Direction
Take all the material and copy it exactly.

┄┄┄┄┄┄┄┄┄┄

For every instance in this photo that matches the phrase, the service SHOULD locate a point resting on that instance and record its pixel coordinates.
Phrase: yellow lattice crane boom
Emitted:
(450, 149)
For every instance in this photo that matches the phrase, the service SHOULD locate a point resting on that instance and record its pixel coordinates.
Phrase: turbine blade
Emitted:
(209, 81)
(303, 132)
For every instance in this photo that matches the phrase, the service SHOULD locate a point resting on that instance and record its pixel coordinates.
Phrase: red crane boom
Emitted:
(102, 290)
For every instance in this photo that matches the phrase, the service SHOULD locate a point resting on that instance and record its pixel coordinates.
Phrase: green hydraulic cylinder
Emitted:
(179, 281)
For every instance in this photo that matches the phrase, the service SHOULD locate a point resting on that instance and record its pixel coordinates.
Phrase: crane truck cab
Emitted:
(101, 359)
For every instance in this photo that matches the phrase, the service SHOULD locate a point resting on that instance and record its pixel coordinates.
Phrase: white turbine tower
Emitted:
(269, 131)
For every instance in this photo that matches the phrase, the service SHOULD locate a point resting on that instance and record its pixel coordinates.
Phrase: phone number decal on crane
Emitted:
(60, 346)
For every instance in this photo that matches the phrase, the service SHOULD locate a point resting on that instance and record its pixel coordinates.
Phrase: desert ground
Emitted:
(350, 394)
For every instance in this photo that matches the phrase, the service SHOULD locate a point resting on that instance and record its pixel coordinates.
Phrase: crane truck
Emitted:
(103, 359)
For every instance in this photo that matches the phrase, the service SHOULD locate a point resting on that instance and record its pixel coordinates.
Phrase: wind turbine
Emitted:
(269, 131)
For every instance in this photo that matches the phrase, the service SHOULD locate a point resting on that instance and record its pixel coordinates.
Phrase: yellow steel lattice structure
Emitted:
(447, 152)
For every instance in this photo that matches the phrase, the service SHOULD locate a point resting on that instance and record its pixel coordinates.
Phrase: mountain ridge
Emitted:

┄┄┄┄┄┄┄┄┄┄

The response
For every instance in this photo that matches the phrase, the service SHOULD locate a point resting on that instance and record its pixel coordinates.
Phrase: yellow lattice crane boom
Emitted:
(450, 149)
For every instance in this photo that matches the phrase, the service SHOULD locate a point resting on that instance and record its pixel coordinates.
Phrase: turbine blade
Emitted:
(209, 81)
(303, 132)
For every instance in this photo that matches the phrase, the service SHOULD locate a point resting on that instance and record its pixel coordinates.
Phrase: red crane boom
Emitted:
(102, 290)
For every instance in this photo that matches the phrase, the service SHOULD locate a point resting on that instance and record its pixel coordinates.
Phrase: green hydraulic cylinder
Emitted:
(179, 281)
For every instance in this photo that matches the phrase, the service SHOULD locate a point resting on that instance and record its pixel coordinates.
Phrase: crane truck cab
Emitted:
(101, 359)
For every instance in this photo that matches the phrase, the service SHOULD locate a point resting on that instance and record its pixel coordinates.
Phrase: white turbine tower
Emitted:
(269, 131)
For every instance in this photo that matches the phrase, the service SHOULD locate a point resting on that instance and record its pixel coordinates.
Phrase: phone number decal on crane
Emitted:
(60, 346)
For every instance in this photo that matches the phrase, the service SHOULD locate a point resting on that instance and record its pixel coordinates.
Phrase: desert ground
Emitted:
(350, 394)
For every instance in this photo that matches the phrase, the service SHOULD locate a point resting on that instance and record its pixel coordinates.
Phrase: crane truck
Emitted:
(103, 359)
For every instance in this photo that matches the phrase, the service SHOULD locate a point resting on that instance and record its pixel coordinates.
Phrase: wind turbine
Emitted:
(269, 131)
For every instance in this photo that matches the phrase, the service SHOULD locate a point resting on that instance and record its pixel coordinates.
Phrase: yellow steel lattice structure
Emitted:
(447, 152)
For every instance in this photo that matches the phrase, the service SHOULD locate a point resting on that instance and record its pixel coordinates.
Phrase: mountain ridge
Emitted:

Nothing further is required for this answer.